>> Start
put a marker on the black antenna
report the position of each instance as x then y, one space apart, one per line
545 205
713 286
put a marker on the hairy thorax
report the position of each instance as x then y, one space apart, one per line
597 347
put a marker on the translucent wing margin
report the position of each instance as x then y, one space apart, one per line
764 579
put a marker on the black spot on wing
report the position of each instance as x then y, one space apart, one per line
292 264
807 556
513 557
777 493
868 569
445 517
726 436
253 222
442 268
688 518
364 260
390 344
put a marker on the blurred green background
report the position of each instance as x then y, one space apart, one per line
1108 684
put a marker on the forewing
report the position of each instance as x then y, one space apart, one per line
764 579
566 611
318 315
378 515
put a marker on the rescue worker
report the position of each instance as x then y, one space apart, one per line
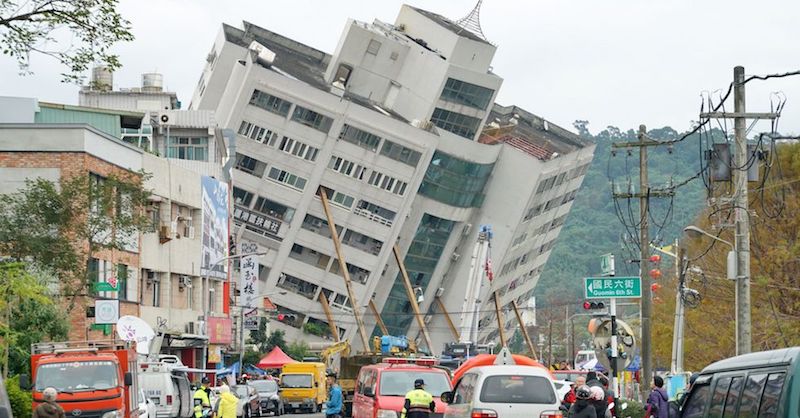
333 407
419 403
201 400
227 403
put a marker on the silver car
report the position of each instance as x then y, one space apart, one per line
269 400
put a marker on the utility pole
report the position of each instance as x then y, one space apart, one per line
742 223
644 195
741 206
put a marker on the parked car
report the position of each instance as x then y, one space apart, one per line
248 400
503 391
381 388
269 399
763 384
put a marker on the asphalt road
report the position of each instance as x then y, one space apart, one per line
314 415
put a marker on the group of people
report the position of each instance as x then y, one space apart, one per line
588 398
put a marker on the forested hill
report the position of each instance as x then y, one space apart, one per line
593 227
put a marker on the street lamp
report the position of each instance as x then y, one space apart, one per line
241 327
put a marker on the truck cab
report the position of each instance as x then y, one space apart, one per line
93 379
303 387
381 388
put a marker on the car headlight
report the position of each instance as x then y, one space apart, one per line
386 413
119 413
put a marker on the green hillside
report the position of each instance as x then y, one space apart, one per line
593 227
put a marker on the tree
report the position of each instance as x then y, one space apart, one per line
59 228
89 27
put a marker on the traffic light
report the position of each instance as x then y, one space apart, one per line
591 305
287 318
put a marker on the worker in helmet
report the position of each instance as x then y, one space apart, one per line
202 402
419 403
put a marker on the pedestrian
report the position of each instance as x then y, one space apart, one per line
582 408
571 396
333 407
419 403
598 400
658 401
227 403
49 408
202 401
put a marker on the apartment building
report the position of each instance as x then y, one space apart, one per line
399 127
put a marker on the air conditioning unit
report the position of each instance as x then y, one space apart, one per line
183 282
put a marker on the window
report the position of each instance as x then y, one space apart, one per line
468 94
454 181
695 406
250 165
343 74
461 125
270 103
287 178
772 394
718 399
312 119
183 148
359 137
122 282
400 153
387 183
733 397
346 167
242 197
752 395
342 199
373 47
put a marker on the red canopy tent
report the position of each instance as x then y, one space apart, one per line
275 359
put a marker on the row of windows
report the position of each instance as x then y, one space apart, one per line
258 133
300 115
298 149
287 178
468 94
370 141
346 167
461 125
387 183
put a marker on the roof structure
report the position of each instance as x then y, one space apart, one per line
275 359
529 133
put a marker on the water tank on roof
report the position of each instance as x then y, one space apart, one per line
102 78
152 82
264 55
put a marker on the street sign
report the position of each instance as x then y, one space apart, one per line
612 287
251 320
607 265
105 287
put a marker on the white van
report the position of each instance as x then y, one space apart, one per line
503 391
168 389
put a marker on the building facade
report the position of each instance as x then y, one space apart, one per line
417 161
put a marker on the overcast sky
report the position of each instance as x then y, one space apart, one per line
611 62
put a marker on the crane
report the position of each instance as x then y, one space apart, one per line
480 270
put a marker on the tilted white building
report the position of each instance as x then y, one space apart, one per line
399 126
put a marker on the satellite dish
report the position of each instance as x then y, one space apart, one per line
131 328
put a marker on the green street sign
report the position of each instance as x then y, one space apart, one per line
612 287
104 287
607 265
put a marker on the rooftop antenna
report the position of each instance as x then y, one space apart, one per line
472 21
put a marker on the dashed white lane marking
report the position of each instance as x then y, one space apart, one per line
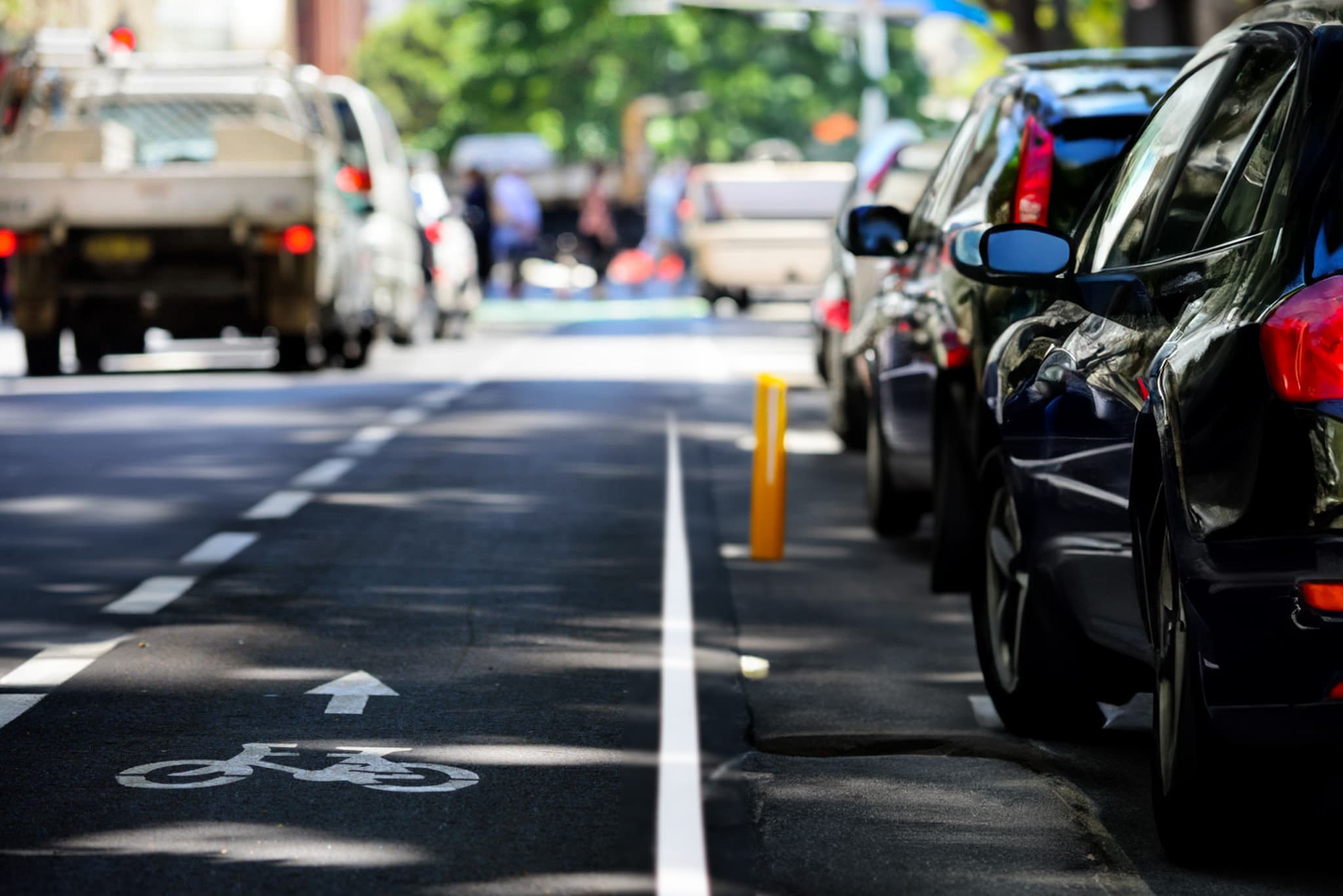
278 505
15 704
407 417
681 865
152 594
57 664
219 549
325 472
369 440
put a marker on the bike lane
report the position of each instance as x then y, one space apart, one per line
498 568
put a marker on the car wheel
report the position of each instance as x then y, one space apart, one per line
43 354
1189 759
1029 653
891 511
953 509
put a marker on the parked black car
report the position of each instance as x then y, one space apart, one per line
1177 409
1036 144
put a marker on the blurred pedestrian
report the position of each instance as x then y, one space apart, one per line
597 226
517 224
481 222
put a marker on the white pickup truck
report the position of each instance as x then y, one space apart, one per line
763 227
190 195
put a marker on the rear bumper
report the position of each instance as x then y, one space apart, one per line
1267 660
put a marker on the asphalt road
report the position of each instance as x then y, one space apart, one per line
466 551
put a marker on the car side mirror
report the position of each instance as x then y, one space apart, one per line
1025 254
876 231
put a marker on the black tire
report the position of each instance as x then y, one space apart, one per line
953 509
848 400
89 349
891 512
1030 653
1192 766
43 354
293 354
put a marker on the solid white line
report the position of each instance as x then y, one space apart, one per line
369 440
152 594
407 417
278 505
681 865
219 549
325 472
55 665
15 704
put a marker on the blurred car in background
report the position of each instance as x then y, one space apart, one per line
376 180
761 229
1034 147
184 193
456 282
891 171
1171 408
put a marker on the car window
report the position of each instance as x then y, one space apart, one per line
1237 215
1245 94
1116 234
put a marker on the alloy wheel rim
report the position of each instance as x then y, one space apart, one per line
1008 587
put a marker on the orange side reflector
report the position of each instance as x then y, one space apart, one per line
1323 595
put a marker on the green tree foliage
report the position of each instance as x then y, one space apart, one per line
567 71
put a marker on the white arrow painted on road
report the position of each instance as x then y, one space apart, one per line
350 693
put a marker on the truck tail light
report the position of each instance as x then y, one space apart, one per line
298 239
1036 176
1303 343
353 180
1323 595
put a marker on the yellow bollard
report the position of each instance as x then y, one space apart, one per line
770 473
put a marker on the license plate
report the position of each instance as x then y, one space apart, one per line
117 249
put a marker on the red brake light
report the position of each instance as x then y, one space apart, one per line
1303 343
1036 176
123 39
300 239
353 180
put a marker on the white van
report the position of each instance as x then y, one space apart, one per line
375 179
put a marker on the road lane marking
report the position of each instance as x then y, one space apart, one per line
681 865
57 664
325 472
350 693
369 440
152 594
407 417
15 704
219 549
278 505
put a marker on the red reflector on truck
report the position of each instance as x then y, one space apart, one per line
1323 595
300 239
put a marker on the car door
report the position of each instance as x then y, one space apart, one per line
1176 229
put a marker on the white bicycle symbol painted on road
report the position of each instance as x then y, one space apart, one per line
363 766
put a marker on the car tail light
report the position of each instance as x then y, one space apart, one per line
355 180
1323 595
1303 343
834 313
298 239
1036 176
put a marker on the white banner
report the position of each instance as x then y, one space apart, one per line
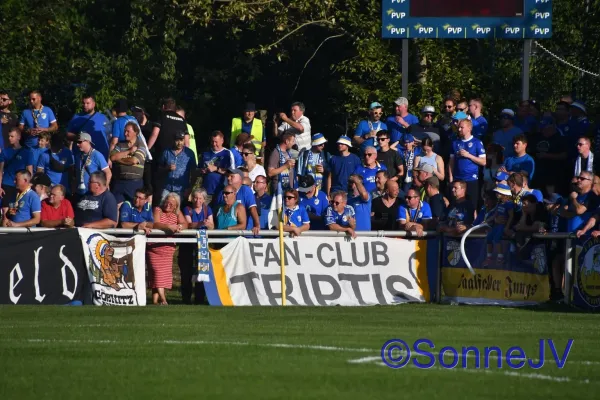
116 268
322 271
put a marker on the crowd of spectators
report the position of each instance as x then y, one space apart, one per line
437 171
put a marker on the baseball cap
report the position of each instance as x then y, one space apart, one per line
345 140
85 137
305 183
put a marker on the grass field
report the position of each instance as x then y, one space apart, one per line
189 352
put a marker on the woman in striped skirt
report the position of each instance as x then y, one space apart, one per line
169 218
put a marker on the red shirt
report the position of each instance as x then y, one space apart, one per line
49 213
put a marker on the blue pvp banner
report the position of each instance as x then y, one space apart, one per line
>> End
_WHAT THE TASK REQUIRES_. Omit every picture, then reproduce the rest of the listing exactly.

_ANSWER_.
put a marker on the black antenna
report the position of each instance as x then y, one space apart, one per line
545 205
713 286
put a marker on the hairy thorax
report the position of each instance as x then y, one space apart, one per line
597 347
put a marker on the translucent wing margin
report the position of each instance as x then y, one space apart, one per line
764 579
put a marker on the black spot on wing
report the position of each instance as x then y, one space apart, one per line
292 264
807 556
513 557
777 493
868 569
445 517
726 436
253 222
442 268
688 518
364 260
390 344
put a marker on the blurred green background
report the position of each instance as x then y, one space apart, one per line
1108 684
put a marker on the forewing
report the position of each instance as x then y, one space apart, one per line
764 579
566 611
318 315
378 515
put a marker on the rescue worker
report the position of each instance as x then y, one space apart, one per line
333 407
419 403
201 400
227 403
put a marker on the silver car
report the position of each instance as x then y, one space apart, one per line
269 400
put a marker on the utility pole
report the position of each instance as x then y, one space apart, one per line
742 223
644 195
741 206
put a marker on the parked car
report the position of each instance as x then y, one space apart, one per line
248 400
503 391
381 388
269 399
763 384
put a marker on the asphalt road
report the position of each instance as x then y, one space apart, one per line
314 415
put a marker on the group of people
report the position of each instance as x then y, one space apart, one per line
588 398
put a marker on the forested hill
report the position of each instance as x then y, one space apart, one per line
593 227
put a marker on the street lamp
report the position of each instance as x then y, one space apart, one per line
241 327
put a marker on the truck cab
report the position of each instance as x then y, one space apart, one per line
93 379
303 387
381 388
put a marker on the car headlight
report the position of each instance as x then y, one space apart, one per line
386 413
119 413
put a marker on the green hillside
report the position of each instance as x then y, one space apart, one per line
593 227
put a marker on the tree
report the position of each instance as x then y, one space apart, one per line
59 228
89 27
put a marker on the traffic light
report the position of each instance as x then y, one space apart, one per line
591 305
287 318
put a marker on the worker in helmet
report the position of each instance as x then y, one space apart, one per line
202 402
419 403
put a marker on the pedestrian
report the position of each instance as x then y, one space apart, one per line
582 408
571 396
333 407
419 403
598 400
658 401
227 403
49 408
202 401
put a marker on the apartment building
report the position of each instance as x then y, one space apart, one per line
399 127
put a marker on the air conditioning unit
report the position of each instance as x then y, one space apart, one per line
183 282
put a marker on the window
report the position of each instance as x then y, one space apart, one per line
468 94
454 181
695 406
250 165
343 74
461 125
270 103
287 178
772 394
718 399
312 119
183 148
359 137
122 282
400 153
387 183
733 397
346 167
242 197
752 395
342 199
373 47
put a marker on the red canopy tent
report the position of each instance as x then y, one space apart, one per line
275 359
put a marker on the row of windows
report the position of each instance as x then y, one space apart, one per line
258 133
300 115
298 149
287 178
468 94
370 141
346 167
461 125
387 183
put a marker on the roof structure
report the position of each instance as x then y, one space apart, one per line
275 359
529 133
put a marker on the water tank on roof
report the position of each instance as x then y, one space apart, one per line
102 78
152 82
264 55
put a marker on the street sign
report the position of each instance as x then y, one space apart, one per line
612 287
251 320
607 265
105 287
put a marker on the white van
report the position of each instance as x then y, one space apart, one per line
503 391
168 389
put a marker on the building facade
report the position of each instance as x then y, one space apart, one per line
417 161
put a marker on the overcast sky
report the position of each instance as x then y, one space apart, one per line
611 62
put a marker on the crane
report the position of each instance as x then y, one space apart, one per line
480 270
put a marker on the tilted white building
report the position of each instance as x then y, one space apart, one per line
399 126
put a marker on the satellite dish
report the position of each instance as x then y, one space apart, one per line
131 328
put a marker on the green street sign
report the position of each instance as x then y, one space apart, one per line
612 287
104 287
607 265
put a marker on the rooftop antenna
report the position of each instance as x then y, one space apart, one per line
472 21
put a marker on the dashed white lane marking
report the position of each instance as x then y, one space apart, one per line
278 505
15 704
407 417
681 865
152 594
57 664
219 549
325 472
369 440
put a marker on the bike lane
report the position of each instance as x then y, one space apart, one per line
498 568
put a marker on the car wheel
report the position of each instance as x then y, one space apart, one per line
43 354
1189 759
1029 653
891 511
953 509
put a marker on the parked black car
report the position of each instance as x then y, one space apart, one per line
1177 409
1036 144
put a marker on the blurred pedestrian
report the position of each instance as x then y, one space apart, one per line
597 226
517 224
481 222
put a marker on the white pickup truck
report the position of each instance as x then y, one space apart, one per line
763 227
190 195
put a marker on the rear bumper
report the position of each instance as x then y, one space apart, one per line
1267 660
put a marker on the asphalt road
report the position of each instance as x then y, one space apart, one per line
466 551
put a marker on the car side mirror
report the position of each instance as x then y, one space apart, one per line
1025 254
876 231
put a marker on the black tire
report the position of each instance as x then y, one space apart, one per line
953 509
848 400
89 349
891 512
1030 653
1192 766
43 354
293 354
put a marker on the solid white line
report the position of each instance as x then y, one space apart, one per line
369 440
152 594
407 417
278 505
681 865
219 549
325 472
55 665
15 704
put a marker on the blurred car in background
report the position of each instance as x then y, one space apart, one per line
376 180
761 229
1034 147
184 193
456 282
891 171
1171 408
put a marker on the car window
report the position of each instance as x then y, one space apart, one per line
1237 215
1245 94
1116 234
put a marker on the alloy wheel rim
report the position of each instance as x then y, one space apart, one per line
1008 587
put a marker on the orange side reflector
report the position of each instance as x then y, one space apart, one per line
1323 595
put a marker on the green tree foliage
report the position of each instance as x then y, one space apart, one per line
567 71
put a marker on the white arrow painted on road
report the position of each instance as x then y, one space apart, one per line
350 693
put a marker on the truck tail light
report the position of each instance as x then y, one space apart, one per line
298 239
1036 176
1303 343
353 180
1323 595
put a marker on the yellow bollard
report the position of each instance as x then y, one space apart, one per line
770 473
put a marker on the license plate
report the position of each instance as x then y, one space apart, one per line
117 249
put a marker on the red brake light
report the position of each instance as x then y, one space apart, one per line
1303 343
1036 176
123 39
300 239
353 180
put a marker on the white van
report the position of each instance as x then y, one space apart, one per line
375 179
put a marker on the road lane marking
report the position of each instance as x then y, one space apart, one per line
681 865
57 664
325 472
350 693
369 440
152 594
407 417
15 704
219 549
278 505
put a marker on the red reflector on truck
report the position of each instance as x then y, one space apart, one per line
1323 595
300 239
put a marker on the car door
report the position of each instance as x then y, one space apart, one per line
1176 229
put a marker on the white bicycle symbol painted on road
report the position of each instance as x then y, one space apart, one per line
363 766
put a marker on the car tail light
report the position of each instance as x then y, one space apart, one per line
355 180
1323 595
1303 343
834 313
298 239
1036 176
put a marker on the white banner
report the position of each instance as x then y, one space apart, one per line
116 268
322 271
put a marker on the crowd of spectators
report the position of each instance as x then y, one space apart, one per line
437 171
put a marker on the baseball cap
report the position of each instance as x then y, one space apart, one per line
345 140
85 137
305 183
put a marker on the grass field
report the position of each instance as x then y, one space apart, one per line
189 352
put a marker on the woman in striped skirt
report the position of each instance as x then y, one space apart, one per line
169 218
put a marker on the red shirt
report the position of each instance as x then y, one space apart, one per line
49 213
put a marker on the blue pvp banner
report the position of each instance as x then y, one space apart, one per line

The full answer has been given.